Point-based annotation data |
↓↓↓
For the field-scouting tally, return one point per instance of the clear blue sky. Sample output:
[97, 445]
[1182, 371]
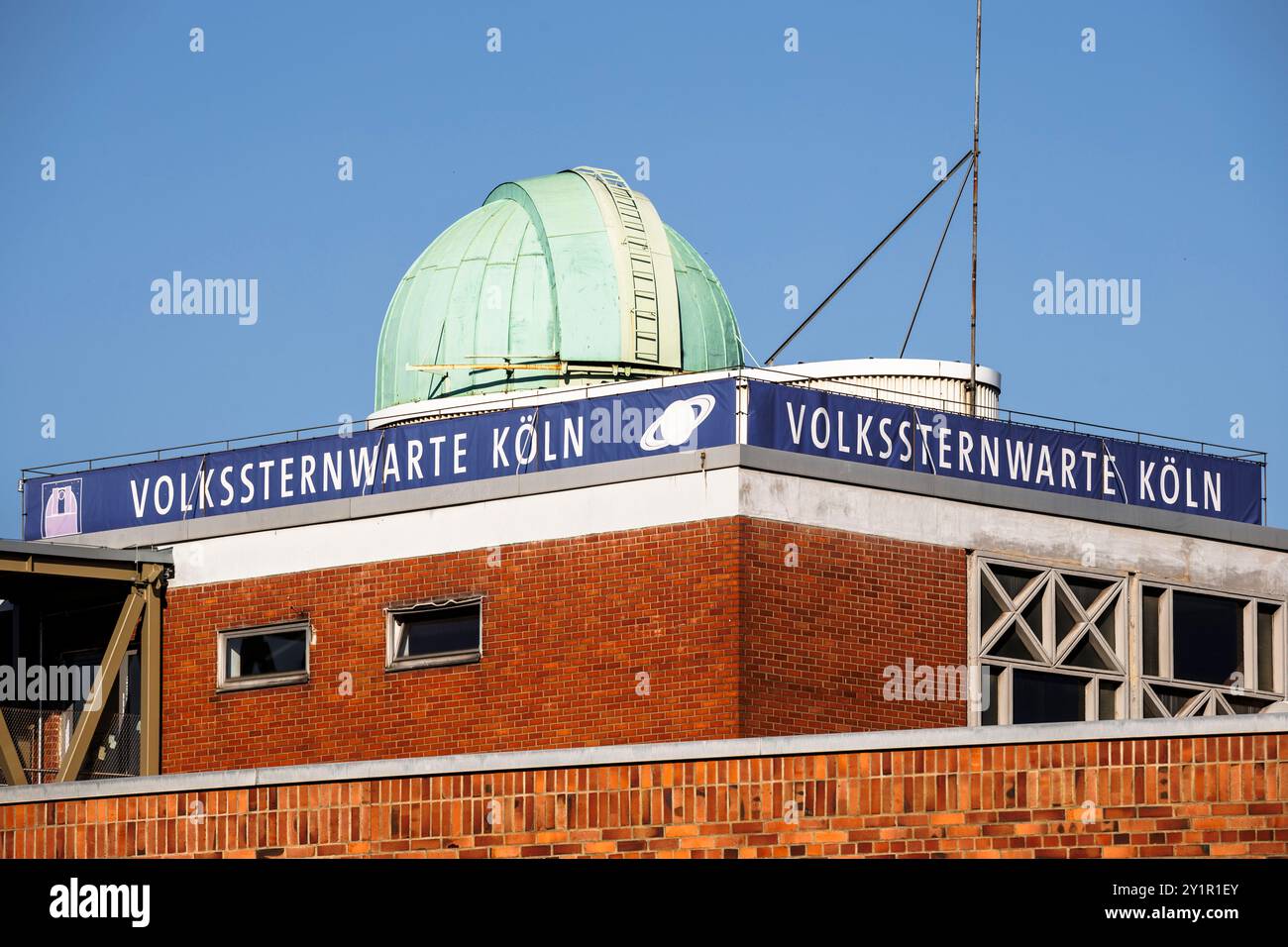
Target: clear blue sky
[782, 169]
↑↑↑
↓↓↓
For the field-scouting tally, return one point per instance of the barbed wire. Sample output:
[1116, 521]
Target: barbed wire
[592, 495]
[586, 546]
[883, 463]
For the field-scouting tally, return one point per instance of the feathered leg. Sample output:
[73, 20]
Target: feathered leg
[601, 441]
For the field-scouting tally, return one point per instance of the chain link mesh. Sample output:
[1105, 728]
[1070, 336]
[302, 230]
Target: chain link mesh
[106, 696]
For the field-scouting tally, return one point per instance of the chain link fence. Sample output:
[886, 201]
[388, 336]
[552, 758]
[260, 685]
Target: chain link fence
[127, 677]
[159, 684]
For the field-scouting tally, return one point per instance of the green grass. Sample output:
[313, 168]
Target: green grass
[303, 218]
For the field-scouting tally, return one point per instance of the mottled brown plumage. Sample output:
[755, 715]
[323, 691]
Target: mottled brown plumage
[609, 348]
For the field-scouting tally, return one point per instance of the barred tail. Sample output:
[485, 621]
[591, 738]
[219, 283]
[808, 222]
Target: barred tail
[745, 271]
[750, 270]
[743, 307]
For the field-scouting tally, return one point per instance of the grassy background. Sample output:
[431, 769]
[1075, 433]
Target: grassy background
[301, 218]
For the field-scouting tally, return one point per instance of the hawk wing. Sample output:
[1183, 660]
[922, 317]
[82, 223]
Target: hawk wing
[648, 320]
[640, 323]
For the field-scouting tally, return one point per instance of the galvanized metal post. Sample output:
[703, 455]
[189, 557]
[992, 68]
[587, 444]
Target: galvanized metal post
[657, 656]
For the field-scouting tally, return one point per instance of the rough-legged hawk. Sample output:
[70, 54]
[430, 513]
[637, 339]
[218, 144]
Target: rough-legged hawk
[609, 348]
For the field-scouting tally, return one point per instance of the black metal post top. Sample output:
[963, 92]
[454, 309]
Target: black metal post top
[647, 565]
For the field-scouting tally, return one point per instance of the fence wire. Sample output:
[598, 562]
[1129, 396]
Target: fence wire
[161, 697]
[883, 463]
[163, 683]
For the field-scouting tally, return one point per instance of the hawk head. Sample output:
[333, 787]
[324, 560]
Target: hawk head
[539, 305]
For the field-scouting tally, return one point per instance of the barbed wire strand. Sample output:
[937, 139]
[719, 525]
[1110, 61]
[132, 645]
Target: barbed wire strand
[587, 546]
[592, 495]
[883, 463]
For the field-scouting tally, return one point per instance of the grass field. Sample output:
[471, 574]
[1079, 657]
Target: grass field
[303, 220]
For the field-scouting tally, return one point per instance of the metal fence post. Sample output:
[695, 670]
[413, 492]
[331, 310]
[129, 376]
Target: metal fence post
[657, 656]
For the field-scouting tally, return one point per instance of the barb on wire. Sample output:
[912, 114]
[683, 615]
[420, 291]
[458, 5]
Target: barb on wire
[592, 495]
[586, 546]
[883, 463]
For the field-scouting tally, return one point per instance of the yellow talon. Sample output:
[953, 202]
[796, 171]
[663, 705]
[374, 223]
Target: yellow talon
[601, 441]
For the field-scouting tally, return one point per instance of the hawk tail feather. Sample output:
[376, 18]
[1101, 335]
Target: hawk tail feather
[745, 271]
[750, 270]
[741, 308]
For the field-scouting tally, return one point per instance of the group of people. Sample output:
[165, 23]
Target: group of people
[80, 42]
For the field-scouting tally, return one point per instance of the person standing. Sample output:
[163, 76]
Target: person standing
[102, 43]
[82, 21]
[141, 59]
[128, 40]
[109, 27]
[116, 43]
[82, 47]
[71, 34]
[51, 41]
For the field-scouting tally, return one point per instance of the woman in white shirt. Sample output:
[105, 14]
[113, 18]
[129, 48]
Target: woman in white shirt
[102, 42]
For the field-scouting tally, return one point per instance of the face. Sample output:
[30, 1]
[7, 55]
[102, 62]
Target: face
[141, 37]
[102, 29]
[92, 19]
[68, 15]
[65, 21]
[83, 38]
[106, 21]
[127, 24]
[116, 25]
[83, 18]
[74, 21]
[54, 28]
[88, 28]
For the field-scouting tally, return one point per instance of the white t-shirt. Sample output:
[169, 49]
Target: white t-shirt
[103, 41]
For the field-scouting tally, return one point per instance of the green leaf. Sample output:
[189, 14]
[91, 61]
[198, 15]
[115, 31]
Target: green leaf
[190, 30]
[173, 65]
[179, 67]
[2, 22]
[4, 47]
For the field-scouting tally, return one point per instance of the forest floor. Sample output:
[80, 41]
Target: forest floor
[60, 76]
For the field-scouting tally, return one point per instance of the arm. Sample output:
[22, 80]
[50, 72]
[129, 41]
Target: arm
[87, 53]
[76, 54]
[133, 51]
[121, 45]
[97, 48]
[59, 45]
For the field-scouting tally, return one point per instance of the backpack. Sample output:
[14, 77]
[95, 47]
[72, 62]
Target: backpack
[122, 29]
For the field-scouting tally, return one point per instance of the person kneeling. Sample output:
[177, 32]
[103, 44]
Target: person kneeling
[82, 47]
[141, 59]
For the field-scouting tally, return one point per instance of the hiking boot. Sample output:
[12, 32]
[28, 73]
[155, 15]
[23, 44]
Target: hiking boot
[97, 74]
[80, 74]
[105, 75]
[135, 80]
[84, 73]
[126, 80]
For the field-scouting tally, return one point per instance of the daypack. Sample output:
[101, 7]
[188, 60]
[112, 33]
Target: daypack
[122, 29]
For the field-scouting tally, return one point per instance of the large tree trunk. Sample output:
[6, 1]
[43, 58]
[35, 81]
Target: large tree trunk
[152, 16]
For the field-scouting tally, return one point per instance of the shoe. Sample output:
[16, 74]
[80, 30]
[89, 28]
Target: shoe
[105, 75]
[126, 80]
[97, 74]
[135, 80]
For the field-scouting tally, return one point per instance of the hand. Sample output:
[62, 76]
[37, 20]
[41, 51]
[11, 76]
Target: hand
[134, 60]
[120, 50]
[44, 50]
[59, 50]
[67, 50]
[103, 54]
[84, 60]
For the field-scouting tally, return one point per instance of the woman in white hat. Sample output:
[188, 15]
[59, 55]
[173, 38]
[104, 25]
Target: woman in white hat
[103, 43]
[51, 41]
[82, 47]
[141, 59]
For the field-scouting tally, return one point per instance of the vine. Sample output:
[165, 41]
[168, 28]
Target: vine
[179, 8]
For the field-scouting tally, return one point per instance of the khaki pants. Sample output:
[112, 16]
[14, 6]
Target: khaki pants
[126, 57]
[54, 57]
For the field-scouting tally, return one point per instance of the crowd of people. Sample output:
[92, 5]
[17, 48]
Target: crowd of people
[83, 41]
↑↑↑
↓↓↓
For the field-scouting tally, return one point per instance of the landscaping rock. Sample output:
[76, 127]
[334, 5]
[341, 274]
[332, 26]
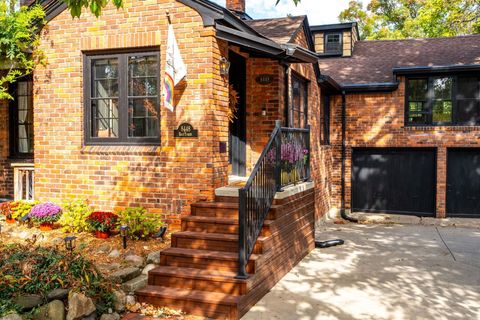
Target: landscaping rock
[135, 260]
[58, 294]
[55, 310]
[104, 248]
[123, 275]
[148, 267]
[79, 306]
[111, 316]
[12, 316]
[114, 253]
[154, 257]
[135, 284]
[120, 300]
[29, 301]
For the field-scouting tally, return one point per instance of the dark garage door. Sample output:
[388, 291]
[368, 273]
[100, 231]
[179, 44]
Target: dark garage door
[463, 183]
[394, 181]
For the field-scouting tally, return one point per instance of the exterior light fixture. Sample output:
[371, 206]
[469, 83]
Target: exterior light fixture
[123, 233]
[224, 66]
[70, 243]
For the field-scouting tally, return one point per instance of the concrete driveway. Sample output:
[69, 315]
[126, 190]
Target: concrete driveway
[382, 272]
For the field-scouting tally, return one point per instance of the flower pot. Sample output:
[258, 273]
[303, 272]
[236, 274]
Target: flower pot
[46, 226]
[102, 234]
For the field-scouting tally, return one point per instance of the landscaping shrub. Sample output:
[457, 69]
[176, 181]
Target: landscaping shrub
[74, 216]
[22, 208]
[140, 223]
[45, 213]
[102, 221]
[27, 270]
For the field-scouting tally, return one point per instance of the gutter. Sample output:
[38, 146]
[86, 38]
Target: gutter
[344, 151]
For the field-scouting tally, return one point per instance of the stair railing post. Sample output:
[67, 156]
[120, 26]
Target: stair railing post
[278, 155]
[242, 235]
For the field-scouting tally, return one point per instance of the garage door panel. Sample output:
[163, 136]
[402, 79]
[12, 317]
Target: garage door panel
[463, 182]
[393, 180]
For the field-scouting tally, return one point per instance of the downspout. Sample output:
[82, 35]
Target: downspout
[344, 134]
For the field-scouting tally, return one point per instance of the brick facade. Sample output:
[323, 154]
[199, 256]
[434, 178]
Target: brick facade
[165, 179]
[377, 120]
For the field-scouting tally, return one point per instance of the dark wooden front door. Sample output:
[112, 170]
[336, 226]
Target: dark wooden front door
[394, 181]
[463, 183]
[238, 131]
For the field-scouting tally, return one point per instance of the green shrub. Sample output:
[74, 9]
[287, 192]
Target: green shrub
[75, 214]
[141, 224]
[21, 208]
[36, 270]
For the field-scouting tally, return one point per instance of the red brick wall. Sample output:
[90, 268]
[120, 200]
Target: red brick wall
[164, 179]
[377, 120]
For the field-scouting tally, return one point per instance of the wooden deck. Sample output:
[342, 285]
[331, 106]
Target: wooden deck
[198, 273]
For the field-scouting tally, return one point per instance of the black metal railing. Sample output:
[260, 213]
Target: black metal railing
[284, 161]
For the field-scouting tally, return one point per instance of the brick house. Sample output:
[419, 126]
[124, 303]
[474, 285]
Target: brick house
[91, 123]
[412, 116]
↑↑↑
Do this | Please count how many rows above contain the string "white", treating uppercase and lowercase as different, and reply with the number alone.

Complete output | 6